• TEXTO CITADO

=-=-=-=-=

Una frase: “Fue doloroso el adiós a otro amigo, pero pronto el tiempo se encargó de enseñarme que la amistad puede sobrevivir lejos de la piel, y las historias verdaderas andan con uno siempre, a pesar de lo celoso que es el olvido”

El mono en el remolino y El nadador en el mar secreto

El mono en el remolino

Selva Almada ya ha pasado por Epígrafe. Pero no como pasa ahora: con un libro breve, brevísimo, que es a su vez un diario de viaje, una crónica sobre un rodaje, un retrato, un recuento de instantáneas. En El mono en el remolino, la escritora argentina acompaña a la cineasta Lucrecia Martel durante la filmación de Zama, su última película, y cuenta sus vicisitudes, las relaciones entre la directora y sus actores, los vínculos con la comunidad Qom, los calores de Formosa, la selva aplastante, enorme, impenetrable. Apenas 90 páginas le alcanzan a Almada para crear un librazo. Apenas 90 páginas, su pulso narrativo único y unas cuantas fotos increíbles, y con eso concluye una pequeña joyita de la no ficción reciente argentina que se lee una, dos, tres, quince veces. Y sigue emanando calor, mosquitos, pesadumbre y esos paisajes que tan bien le salen a su autora.

Una frase: “El barro se pudre. Tiene olor a bicho. En los tramos donde es completamente chirle, veinte, treinta centímetros de pantano, donde las patas se hunden hasta las canillas, de a ratos parece moverse, explotan pequeños globos de aire en la superficie aterciopelada. Es un organismo vivo que respira”

El nadador en el mar secreto

No sabía nada de él. Nada. No conocía a su autor ni tenía idea de qué iba la historia. Pero lo vi, su portada me llamó la atención, aproveché un descuento oportuno y me lo llevé a casa. Enseguida sentí que en El nadador en el mar secreto, del estadounidense William Kotzwinkle, había algo que prometía. Ya sus primeras líneas, que hablaban de una pareja en las vísperas del nacimiento de su primer hijo, me sorprendieron por la emoción despojada que contenían, por su trazo seco y aséptico que sin embargo evidenciaba un control enorme de los sentimientos. En las siguientes 73 páginas, la historia me revolcó. Me provocó varios nudos en la garganta. Y me maravilló. La edición que tengo, de una pequeña editorial independiente argentina (China Editora) incluye una nota final donde se cuenta un poco más el contexto del que surgió esta novelita. Kotzwinkle asegura que la escribió “con lágrimas en los ojos” y que fue “un acto de desesperación” luego de una tragedia que lo golpeó. Otra prueba de que el talento suele aferrarse a esos momentos límites y confeccionar pequeñas maravillas como esta.

Una frase: “La ola regresó y los transportó al mar de dolor, donde se volvió a preguntar por qué habría aparecido la vida en el mundo. El encanto de la carretera en la noche, cuando todas las estrellas parecían observarlo, estaba ahora ahogado en sudor”

=-=-=-=-=

• DATOS PROPORCIONADOS
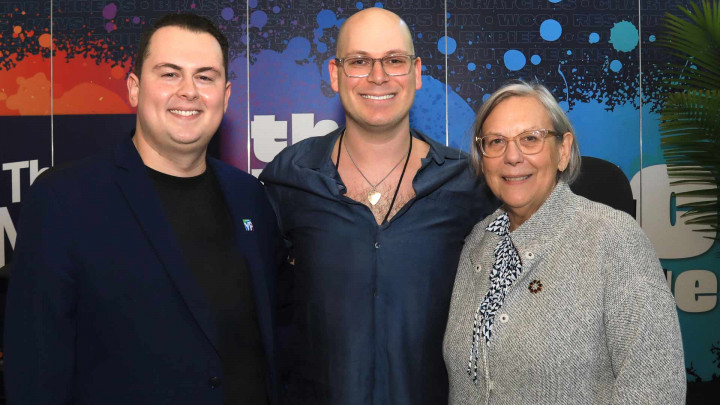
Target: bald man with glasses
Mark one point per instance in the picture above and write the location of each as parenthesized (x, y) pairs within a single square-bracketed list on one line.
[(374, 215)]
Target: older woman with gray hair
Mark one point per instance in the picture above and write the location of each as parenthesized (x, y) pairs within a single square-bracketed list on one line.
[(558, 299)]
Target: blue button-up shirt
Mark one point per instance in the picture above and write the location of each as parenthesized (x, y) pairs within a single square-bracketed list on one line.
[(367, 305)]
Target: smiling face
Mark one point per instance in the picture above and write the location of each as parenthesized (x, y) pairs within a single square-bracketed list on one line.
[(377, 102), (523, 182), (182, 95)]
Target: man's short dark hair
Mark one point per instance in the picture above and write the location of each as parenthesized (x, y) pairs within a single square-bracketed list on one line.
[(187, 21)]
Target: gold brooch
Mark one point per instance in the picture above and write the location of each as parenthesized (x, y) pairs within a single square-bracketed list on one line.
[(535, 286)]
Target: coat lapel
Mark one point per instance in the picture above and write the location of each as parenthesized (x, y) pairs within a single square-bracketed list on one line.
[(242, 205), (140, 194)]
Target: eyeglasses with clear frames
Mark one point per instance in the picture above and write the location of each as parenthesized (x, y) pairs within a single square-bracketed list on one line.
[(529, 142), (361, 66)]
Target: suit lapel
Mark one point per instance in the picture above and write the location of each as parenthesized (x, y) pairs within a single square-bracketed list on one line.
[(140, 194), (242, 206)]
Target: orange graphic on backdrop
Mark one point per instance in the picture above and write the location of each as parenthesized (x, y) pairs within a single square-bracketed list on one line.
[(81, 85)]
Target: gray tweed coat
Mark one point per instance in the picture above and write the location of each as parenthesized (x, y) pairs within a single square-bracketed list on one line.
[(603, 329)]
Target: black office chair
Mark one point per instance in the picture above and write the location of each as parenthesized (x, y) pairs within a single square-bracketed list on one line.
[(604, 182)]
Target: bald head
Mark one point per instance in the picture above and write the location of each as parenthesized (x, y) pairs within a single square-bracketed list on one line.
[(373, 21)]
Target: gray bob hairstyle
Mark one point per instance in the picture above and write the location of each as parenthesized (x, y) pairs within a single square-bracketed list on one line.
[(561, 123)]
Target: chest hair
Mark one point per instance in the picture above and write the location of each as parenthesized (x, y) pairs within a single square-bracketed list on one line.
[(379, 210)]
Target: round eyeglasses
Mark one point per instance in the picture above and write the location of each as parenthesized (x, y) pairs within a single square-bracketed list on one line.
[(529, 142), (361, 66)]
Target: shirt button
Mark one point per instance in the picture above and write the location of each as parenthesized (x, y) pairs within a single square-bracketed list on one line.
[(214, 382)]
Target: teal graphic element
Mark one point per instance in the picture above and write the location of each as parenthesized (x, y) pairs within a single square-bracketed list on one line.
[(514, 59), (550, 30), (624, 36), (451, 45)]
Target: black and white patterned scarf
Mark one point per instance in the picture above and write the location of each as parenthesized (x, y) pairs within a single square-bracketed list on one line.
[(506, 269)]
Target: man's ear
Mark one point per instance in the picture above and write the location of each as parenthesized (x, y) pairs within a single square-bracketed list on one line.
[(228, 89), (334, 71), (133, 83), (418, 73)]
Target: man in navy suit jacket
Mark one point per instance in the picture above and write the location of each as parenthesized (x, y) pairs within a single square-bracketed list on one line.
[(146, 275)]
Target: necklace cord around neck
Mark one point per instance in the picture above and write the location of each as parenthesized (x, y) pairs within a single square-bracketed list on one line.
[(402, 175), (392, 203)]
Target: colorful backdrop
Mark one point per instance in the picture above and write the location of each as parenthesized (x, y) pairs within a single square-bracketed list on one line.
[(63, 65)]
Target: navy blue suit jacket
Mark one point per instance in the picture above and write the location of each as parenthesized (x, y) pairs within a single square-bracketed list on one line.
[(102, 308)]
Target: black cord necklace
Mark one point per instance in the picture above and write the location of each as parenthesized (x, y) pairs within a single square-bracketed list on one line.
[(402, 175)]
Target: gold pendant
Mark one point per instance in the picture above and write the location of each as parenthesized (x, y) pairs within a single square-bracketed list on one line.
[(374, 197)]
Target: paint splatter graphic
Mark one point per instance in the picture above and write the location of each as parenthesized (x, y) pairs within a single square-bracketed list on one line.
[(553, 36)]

=-=-=-=-=

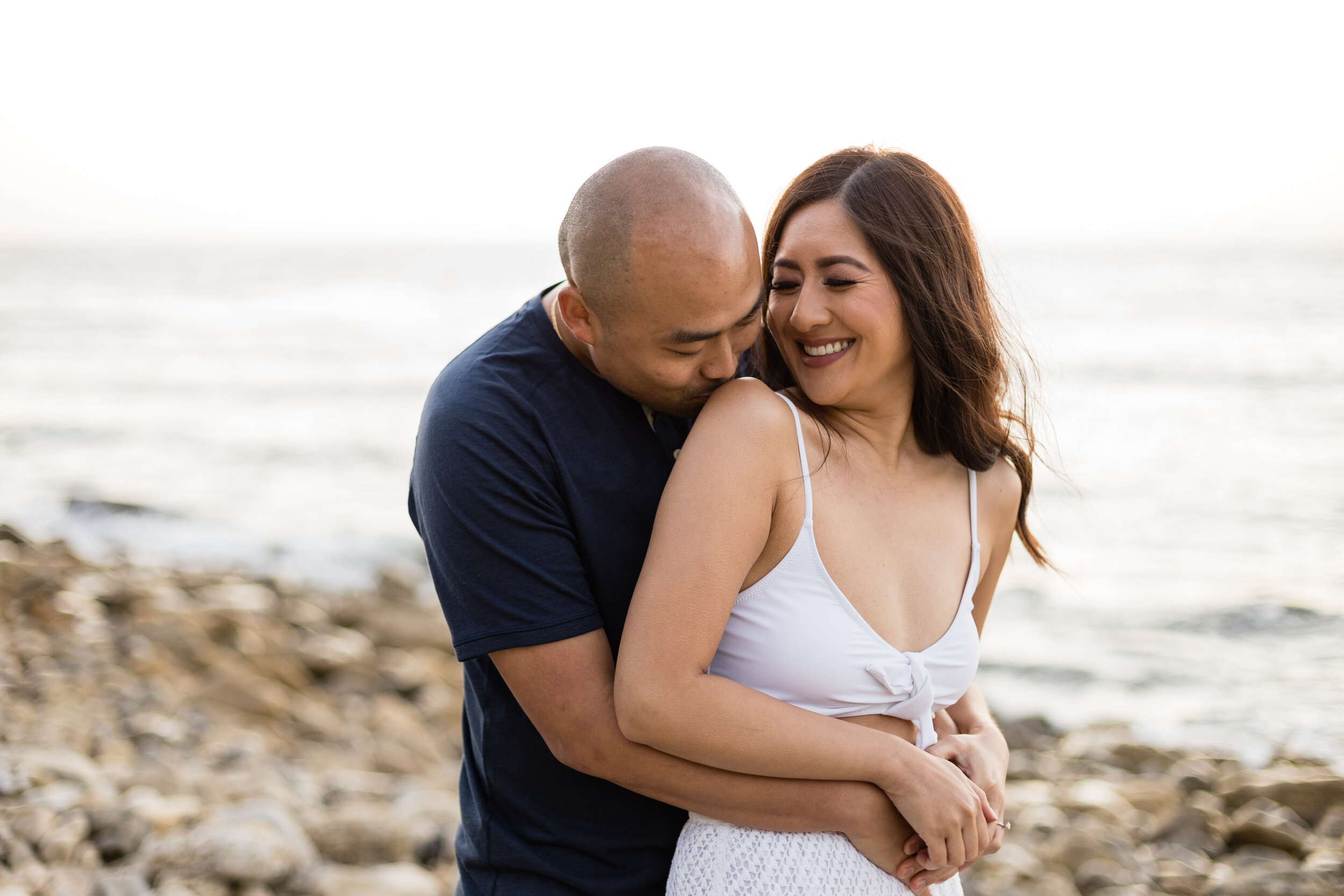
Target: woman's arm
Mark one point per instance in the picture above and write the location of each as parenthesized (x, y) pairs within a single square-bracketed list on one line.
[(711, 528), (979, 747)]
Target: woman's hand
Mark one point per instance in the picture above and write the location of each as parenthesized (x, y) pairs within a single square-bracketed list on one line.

=-=-=-=-=

• EJERCICIOS ESCRITOS
[1] Según el texto citado, ¿a quién acompaña Selva Almada en El mono en el remolino y durante qué rodaje?
[2] En el texto citado, quien escribe no sabía nada de El nadador en el mar secreto. Explica, con una a tres oraciones, por qué igual se llevó el libro.
[3] Vuelve a escribir tal cual la parte del texto citado que va desde "Selva Almada ya ha" hasta "a su autora.".

• SOLUCIONES
[1] A la cineasta Lucrecia Martel, durante la filmación de su película Zama.

[2] Su portada le llamó la atención y aprovechó un descuento oportuno, así que se lo llevó a casa aunque no conocía al autor ni sabía de qué iba la historia.

[3]
Selva Almada ya ha pasado por Epígrafe. Pero no como pasa ahora: con un libro breve, brevísimo, que es a su vez un diario de viaje, una crónica sobre un rodaje, un retrato, un recuento de instantáneas. En El mono en el remolino, la escritora argentina acompaña a la cineasta Lucrecia Martel durante la filmación de Zama, su última película, y cuenta sus vicisitudes, las relaciones entre la directora y sus actores, los vínculos con la comunidad Qom, los calores de Formosa, la selva aplastante, enorme, impenetrable. Apenas 90 páginas le alcanzan a Almada para crear un librazo. Apenas 90 páginas, su pulso narrativo único y unas cuantas fotos increíbles, y con eso concluye una pequeña joyita de la no ficción reciente argentina que se lee una, dos, tres, quince veces. Y sigue emanando calor, mosquitos, pesadumbre y esos paisajes que tan bien le salen a su autora.